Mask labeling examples

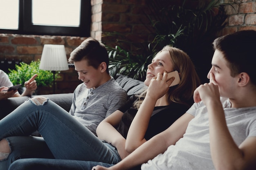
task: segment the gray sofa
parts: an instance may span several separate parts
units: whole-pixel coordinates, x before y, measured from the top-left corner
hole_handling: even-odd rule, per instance
[[[117,74],[114,78],[120,86],[127,92],[129,96],[139,93],[141,89],[145,86],[143,82],[119,74]],[[68,112],[72,104],[72,95],[73,93],[72,93],[41,95],[49,97]],[[28,98],[28,97],[10,97],[7,100],[0,101],[0,119],[13,111]]]

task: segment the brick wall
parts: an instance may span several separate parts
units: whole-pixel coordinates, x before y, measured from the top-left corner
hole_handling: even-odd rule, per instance
[[[256,30],[256,0],[236,0],[237,4],[225,7],[227,25],[221,33],[226,35],[239,31]]]
[[[0,34],[0,60],[18,61],[29,63],[41,58],[45,44],[63,44],[65,46],[67,57],[71,52],[85,39],[77,37],[58,36],[25,35]],[[76,72],[73,67],[62,71],[61,77],[56,79],[56,93],[72,93],[74,88],[81,83],[78,79]],[[37,94],[49,94],[53,92],[52,88],[40,87]]]
[[[220,35],[238,31],[256,30],[256,0],[236,1],[232,4],[234,9],[227,5],[228,15],[226,26]],[[126,47],[132,50],[132,44],[152,40],[149,29],[146,29],[149,21],[144,12],[147,12],[146,0],[91,0],[92,21],[91,36],[110,46],[116,44],[115,36],[106,37],[109,32],[122,33],[130,46]],[[230,0],[229,0],[230,1]],[[150,26],[147,26],[150,29]],[[67,58],[71,52],[86,38],[65,36],[25,35],[0,34],[0,60],[7,58],[21,59],[25,62],[36,60],[41,57],[43,45],[46,44],[64,44]],[[81,83],[74,68],[61,72],[62,77],[57,80],[56,93],[70,93]],[[45,88],[40,92],[43,94],[52,93],[52,90]]]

WHAT TO WORK ON: Reproduce all of the material above word for word, leaving out the pictures.

SOLUTION TO THE EXERCISE:
task: segment the gray sofa
parts: an instance may span several separate parts
units: whole-pixel coordinates, x before y, measured from the top-left corner
hole_handling: even-odd rule, per instance
[[[117,74],[114,78],[120,86],[127,92],[129,96],[139,93],[141,89],[145,86],[143,82],[119,74]],[[68,112],[72,104],[72,95],[73,93],[72,93],[41,95],[49,97]],[[28,98],[28,97],[10,97],[7,100],[0,101],[0,119],[13,111]]]

task: segment the brick wall
parts: an instance may span several separate parts
units: whole-pixel coordinates, x before y, measured from the top-left corner
hole_handling: even-odd rule, per instance
[[[256,30],[256,0],[236,0],[237,4],[225,7],[227,25],[221,33],[226,35],[239,31]]]
[[[0,34],[0,60],[18,61],[29,63],[41,58],[45,44],[63,44],[65,46],[67,57],[71,52],[85,39],[77,37],[58,36],[25,35]],[[76,72],[73,67],[62,71],[61,77],[56,79],[56,93],[72,93],[74,88],[81,83],[78,79]],[[37,94],[49,94],[53,92],[52,88],[40,87]]]
[[[220,35],[238,31],[256,30],[256,0],[236,1],[232,4],[234,9],[227,5],[228,15],[226,26]],[[126,47],[132,50],[132,44],[152,40],[149,29],[146,29],[149,21],[144,12],[147,12],[146,0],[91,0],[92,21],[91,36],[110,46],[116,44],[115,36],[106,37],[109,32],[122,33],[130,46]],[[230,0],[229,0],[230,1]],[[150,26],[147,26],[150,29]],[[67,58],[71,52],[86,38],[65,36],[25,35],[0,34],[0,60],[7,58],[21,59],[25,62],[36,60],[41,57],[43,45],[46,44],[64,44]],[[81,83],[74,68],[61,72],[62,77],[57,80],[56,93],[70,93]],[[45,88],[40,92],[43,94],[52,93],[52,90]]]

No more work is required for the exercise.